# Problem statement:
Could you gather every line of the data below that contains the string "facade"? Matching is case-sensitive.

(Dataset excerpt)
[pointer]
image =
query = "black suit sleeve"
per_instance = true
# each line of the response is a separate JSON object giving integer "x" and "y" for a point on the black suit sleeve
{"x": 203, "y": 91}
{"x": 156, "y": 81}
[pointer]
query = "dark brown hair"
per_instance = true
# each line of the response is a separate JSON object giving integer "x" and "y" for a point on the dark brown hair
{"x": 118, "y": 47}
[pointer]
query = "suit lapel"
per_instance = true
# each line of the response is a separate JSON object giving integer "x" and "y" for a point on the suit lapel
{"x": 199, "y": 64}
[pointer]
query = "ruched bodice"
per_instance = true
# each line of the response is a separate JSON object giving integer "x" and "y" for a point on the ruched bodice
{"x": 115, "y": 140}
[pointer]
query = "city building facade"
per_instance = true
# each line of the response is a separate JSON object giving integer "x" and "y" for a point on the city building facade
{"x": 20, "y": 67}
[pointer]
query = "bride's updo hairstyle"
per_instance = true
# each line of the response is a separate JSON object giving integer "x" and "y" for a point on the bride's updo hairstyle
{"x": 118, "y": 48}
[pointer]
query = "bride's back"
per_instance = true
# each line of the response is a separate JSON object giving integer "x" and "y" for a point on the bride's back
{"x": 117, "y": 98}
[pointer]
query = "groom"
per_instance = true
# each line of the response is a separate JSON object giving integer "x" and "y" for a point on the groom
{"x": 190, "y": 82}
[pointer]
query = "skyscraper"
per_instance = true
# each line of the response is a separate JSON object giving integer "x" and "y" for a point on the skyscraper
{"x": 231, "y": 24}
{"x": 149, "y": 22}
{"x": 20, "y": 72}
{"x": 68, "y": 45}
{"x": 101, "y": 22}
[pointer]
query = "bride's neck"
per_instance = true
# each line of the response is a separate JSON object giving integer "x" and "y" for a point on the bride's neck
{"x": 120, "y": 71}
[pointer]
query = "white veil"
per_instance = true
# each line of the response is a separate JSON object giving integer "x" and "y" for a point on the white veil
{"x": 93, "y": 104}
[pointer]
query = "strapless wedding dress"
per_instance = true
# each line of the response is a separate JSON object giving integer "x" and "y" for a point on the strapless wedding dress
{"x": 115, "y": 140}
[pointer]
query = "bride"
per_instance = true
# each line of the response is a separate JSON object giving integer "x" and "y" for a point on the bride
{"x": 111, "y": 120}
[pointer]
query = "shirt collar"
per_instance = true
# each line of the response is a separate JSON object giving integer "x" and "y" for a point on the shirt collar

# Output below:
query = "city building facade"
# each line of the response is a separate JSON object giving integer "x" and "y" for a point on the city building facade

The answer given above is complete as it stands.